* DATASET ROWS

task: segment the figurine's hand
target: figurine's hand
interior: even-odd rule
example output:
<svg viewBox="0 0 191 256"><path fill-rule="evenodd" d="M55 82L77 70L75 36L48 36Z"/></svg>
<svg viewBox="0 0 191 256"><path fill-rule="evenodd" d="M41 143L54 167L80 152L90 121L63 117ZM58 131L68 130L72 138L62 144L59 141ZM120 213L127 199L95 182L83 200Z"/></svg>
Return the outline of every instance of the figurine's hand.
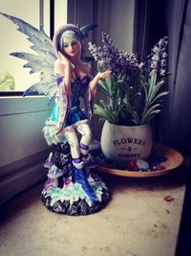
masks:
<svg viewBox="0 0 191 256"><path fill-rule="evenodd" d="M97 75L98 75L99 79L107 79L107 78L111 77L112 71L107 70L107 71L104 71L104 72L98 72Z"/></svg>
<svg viewBox="0 0 191 256"><path fill-rule="evenodd" d="M58 52L58 57L59 57L60 61L65 67L72 67L71 61L60 52Z"/></svg>

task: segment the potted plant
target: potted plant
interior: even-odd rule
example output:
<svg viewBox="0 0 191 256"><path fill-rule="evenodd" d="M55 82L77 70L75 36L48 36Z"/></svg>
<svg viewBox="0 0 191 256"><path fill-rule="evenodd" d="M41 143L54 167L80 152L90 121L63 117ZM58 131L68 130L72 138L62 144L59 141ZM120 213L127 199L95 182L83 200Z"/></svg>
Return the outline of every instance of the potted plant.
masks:
<svg viewBox="0 0 191 256"><path fill-rule="evenodd" d="M102 33L102 47L89 43L89 50L99 70L112 70L112 76L100 81L99 88L108 102L100 100L95 112L105 120L101 149L107 158L145 159L152 150L150 121L160 112L162 85L168 73L167 37L151 50L144 62L135 54L118 50L109 35Z"/></svg>

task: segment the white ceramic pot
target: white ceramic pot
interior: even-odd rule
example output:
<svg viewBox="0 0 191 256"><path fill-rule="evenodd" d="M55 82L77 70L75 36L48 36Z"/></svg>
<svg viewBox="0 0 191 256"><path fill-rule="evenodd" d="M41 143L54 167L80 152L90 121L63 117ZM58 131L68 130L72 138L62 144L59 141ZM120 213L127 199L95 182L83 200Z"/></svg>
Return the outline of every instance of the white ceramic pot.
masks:
<svg viewBox="0 0 191 256"><path fill-rule="evenodd" d="M146 159L151 153L152 143L149 124L123 127L105 121L101 133L101 150L106 158L120 161Z"/></svg>

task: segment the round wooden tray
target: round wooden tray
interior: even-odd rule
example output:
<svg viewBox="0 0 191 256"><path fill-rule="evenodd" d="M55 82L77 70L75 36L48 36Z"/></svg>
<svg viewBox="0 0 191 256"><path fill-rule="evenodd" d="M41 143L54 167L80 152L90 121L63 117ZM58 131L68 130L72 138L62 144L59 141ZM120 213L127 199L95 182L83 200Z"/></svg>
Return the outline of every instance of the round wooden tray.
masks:
<svg viewBox="0 0 191 256"><path fill-rule="evenodd" d="M165 156L167 160L162 162L162 165L165 167L164 170L161 171L147 171L147 172L137 172L130 170L117 170L112 169L109 167L105 167L102 165L96 165L96 169L101 171L106 174L127 176L127 177L149 177L149 176L159 176L163 175L168 173L173 172L177 167L179 167L182 161L182 155L177 151L170 149L163 145L154 145L153 146L153 153L156 156Z"/></svg>

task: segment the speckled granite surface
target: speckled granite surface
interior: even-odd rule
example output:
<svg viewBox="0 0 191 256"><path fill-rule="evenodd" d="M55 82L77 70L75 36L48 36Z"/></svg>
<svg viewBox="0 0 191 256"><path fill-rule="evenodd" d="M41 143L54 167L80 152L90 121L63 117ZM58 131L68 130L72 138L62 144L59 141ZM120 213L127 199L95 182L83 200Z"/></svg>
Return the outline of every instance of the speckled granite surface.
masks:
<svg viewBox="0 0 191 256"><path fill-rule="evenodd" d="M0 255L173 256L184 176L182 170L142 179L104 175L112 200L79 217L48 211L38 184L2 207Z"/></svg>

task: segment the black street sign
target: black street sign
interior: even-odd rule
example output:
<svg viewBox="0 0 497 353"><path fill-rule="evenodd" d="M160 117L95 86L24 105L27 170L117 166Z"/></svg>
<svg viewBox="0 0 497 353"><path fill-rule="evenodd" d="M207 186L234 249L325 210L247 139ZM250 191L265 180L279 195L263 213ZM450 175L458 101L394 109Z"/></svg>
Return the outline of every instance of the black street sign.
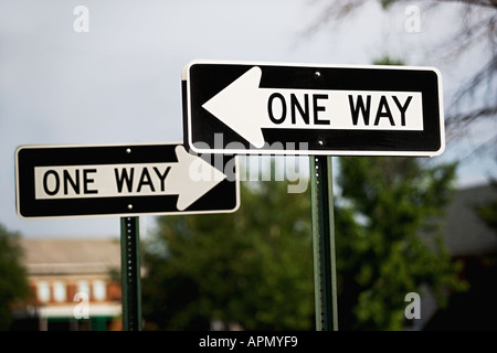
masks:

* PROBLEM DESCRIPTION
Print the entire listing above line for line, leaving out the pictures.

* TASK RESPONSE
task: segment the figurine's hand
target: figurine's hand
interior: even-odd rule
example output:
<svg viewBox="0 0 191 256"><path fill-rule="evenodd" d="M55 82L77 70L75 36L48 36Z"/></svg>
<svg viewBox="0 0 191 256"><path fill-rule="evenodd" d="M41 143L54 167L80 152L90 121L63 117ZM58 131L68 130L72 138L62 144L59 141ZM120 213L127 199L95 182L83 200Z"/></svg>
Return the outline of every instance of the figurine's hand.
masks:
<svg viewBox="0 0 191 256"><path fill-rule="evenodd" d="M97 75L98 75L99 79L107 79L107 78L111 77L112 71L107 70L107 71L104 71L104 72L98 72Z"/></svg>
<svg viewBox="0 0 191 256"><path fill-rule="evenodd" d="M58 52L58 57L59 57L60 61L65 67L72 67L71 61L60 52Z"/></svg>

task: segment the potted plant
target: potted plant
interior: even-odd rule
example output:
<svg viewBox="0 0 191 256"><path fill-rule="evenodd" d="M55 82L77 70L75 36L48 36Z"/></svg>
<svg viewBox="0 0 191 256"><path fill-rule="evenodd" d="M41 143L54 167L80 152L90 121L63 117ZM58 131L68 130L72 138L62 144L59 141ZM120 213L127 199L95 182L83 200Z"/></svg>
Return the outline of every instance of the potted plant.
masks:
<svg viewBox="0 0 191 256"><path fill-rule="evenodd" d="M102 33L102 47L89 43L89 50L99 70L112 70L112 76L100 81L99 88L108 102L100 100L95 112L105 120L101 149L107 158L145 159L152 150L150 121L160 112L162 85L168 73L167 37L151 50L144 62L135 54L118 50L109 35Z"/></svg>

task: segment the white ceramic pot
target: white ceramic pot
interior: even-odd rule
example output:
<svg viewBox="0 0 191 256"><path fill-rule="evenodd" d="M55 82L77 70L75 36L48 36Z"/></svg>
<svg viewBox="0 0 191 256"><path fill-rule="evenodd" d="M41 143L54 167L80 152L90 121L63 117ZM58 131L68 130L72 138L62 144L59 141ZM120 213L127 199L95 182L83 200Z"/></svg>
Return the outline of every instance of the white ceramic pot.
masks:
<svg viewBox="0 0 191 256"><path fill-rule="evenodd" d="M146 159L151 153L152 143L149 124L123 127L105 121L101 133L101 150L106 158L120 161Z"/></svg>

task: segment the round wooden tray
target: round wooden tray
interior: even-odd rule
example output:
<svg viewBox="0 0 191 256"><path fill-rule="evenodd" d="M55 82L77 70L75 36L48 36Z"/></svg>
<svg viewBox="0 0 191 256"><path fill-rule="evenodd" d="M41 143L54 167L80 152L90 121L63 117ZM58 131L68 130L72 138L62 144L59 141ZM120 213L127 199L95 182L83 200Z"/></svg>
Return the outline of every instance of the round wooden tray.
masks:
<svg viewBox="0 0 191 256"><path fill-rule="evenodd" d="M165 156L167 160L162 162L162 165L165 167L164 170L161 171L147 171L147 172L137 172L130 170L117 170L112 169L109 167L105 167L102 165L96 165L96 169L101 171L106 174L127 176L127 177L149 177L149 176L159 176L163 175L168 173L173 172L177 167L179 167L182 161L182 155L177 151L170 149L163 145L154 145L153 146L153 153L156 156Z"/></svg>

task: segment the speckled granite surface
target: speckled granite surface
interior: even-odd rule
example output:
<svg viewBox="0 0 191 256"><path fill-rule="evenodd" d="M55 82L77 70L75 36L48 36Z"/></svg>
<svg viewBox="0 0 191 256"><path fill-rule="evenodd" d="M41 143L54 167L80 152L90 121L63 117ZM58 131L68 130L72 138L62 144L59 141ZM120 213L127 199L95 182L83 200Z"/></svg>
Return the outline of every instance of the speckled granite surface.
masks:
<svg viewBox="0 0 191 256"><path fill-rule="evenodd" d="M0 255L173 256L184 176L182 170L142 179L104 175L112 200L79 217L48 211L38 184L2 207Z"/></svg>

task: segment the black street sign
target: black street sign
interior: even-odd rule
example output:
<svg viewBox="0 0 497 353"><path fill-rule="evenodd" d="M160 117L95 86L24 105L27 170L117 166Z"/></svg>
<svg viewBox="0 0 497 353"><path fill-rule="evenodd" d="M207 186L234 249L325 210L247 139ZM250 191L265 180L279 195L263 213ZM450 175L458 101L394 109Z"/></svg>
Return the outline of every instance of the black street sign.
masks:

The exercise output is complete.